**Do this**
Please copy out only the part of the records that opens with the line containing "Exercise. Annotate the arch opening" and closes with the line containing "x=312, y=232", keeping every line, and shift each answer coordinate (x and y) up by 115. Leave every other number as it stands.

**Material supplied**
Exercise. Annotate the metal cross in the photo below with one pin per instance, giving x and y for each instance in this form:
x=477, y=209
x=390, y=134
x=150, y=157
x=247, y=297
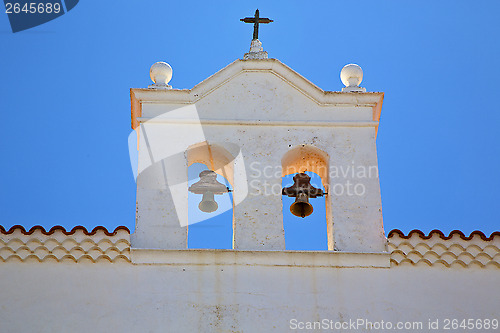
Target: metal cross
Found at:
x=256, y=20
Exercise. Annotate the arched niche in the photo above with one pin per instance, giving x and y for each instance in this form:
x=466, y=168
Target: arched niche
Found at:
x=303, y=158
x=218, y=157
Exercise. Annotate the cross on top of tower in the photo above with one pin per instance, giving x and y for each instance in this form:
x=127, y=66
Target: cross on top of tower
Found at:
x=256, y=20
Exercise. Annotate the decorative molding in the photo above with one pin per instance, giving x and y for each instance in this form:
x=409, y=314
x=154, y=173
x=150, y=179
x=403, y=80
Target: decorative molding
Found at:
x=321, y=97
x=437, y=249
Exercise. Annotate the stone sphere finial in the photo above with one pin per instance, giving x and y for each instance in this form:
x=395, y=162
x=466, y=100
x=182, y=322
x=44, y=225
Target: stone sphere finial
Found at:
x=161, y=74
x=351, y=76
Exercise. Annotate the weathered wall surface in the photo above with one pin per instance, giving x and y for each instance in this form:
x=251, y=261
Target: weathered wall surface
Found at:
x=264, y=109
x=54, y=297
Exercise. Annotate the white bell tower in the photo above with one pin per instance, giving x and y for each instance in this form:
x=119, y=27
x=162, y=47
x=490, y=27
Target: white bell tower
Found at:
x=255, y=115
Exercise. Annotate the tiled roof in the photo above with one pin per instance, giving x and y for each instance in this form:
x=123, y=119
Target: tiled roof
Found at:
x=437, y=249
x=100, y=245
x=58, y=245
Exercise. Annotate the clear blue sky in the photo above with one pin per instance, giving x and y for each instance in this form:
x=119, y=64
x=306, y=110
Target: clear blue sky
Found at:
x=65, y=106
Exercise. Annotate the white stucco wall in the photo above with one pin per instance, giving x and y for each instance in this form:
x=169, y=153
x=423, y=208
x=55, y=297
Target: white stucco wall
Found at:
x=56, y=297
x=265, y=109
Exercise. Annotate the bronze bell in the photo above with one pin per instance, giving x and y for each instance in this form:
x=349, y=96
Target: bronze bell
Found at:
x=302, y=190
x=208, y=186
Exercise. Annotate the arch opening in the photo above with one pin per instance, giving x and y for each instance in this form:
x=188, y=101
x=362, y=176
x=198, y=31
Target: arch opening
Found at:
x=210, y=230
x=312, y=232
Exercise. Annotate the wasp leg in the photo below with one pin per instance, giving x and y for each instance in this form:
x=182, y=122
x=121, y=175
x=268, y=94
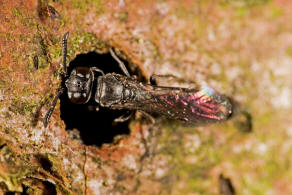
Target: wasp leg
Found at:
x=64, y=52
x=124, y=117
x=166, y=80
x=121, y=64
x=53, y=105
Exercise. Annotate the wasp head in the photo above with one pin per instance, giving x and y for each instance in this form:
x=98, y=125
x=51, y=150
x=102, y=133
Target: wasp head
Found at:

**Solution for this problem**
Exercise. Annotate the arch opening in the photo above with one pin per instance, giving x and y for each instance in this form:
x=188, y=101
x=362, y=176
x=198, y=31
Target: arch opening
Found at:
x=325, y=345
x=427, y=347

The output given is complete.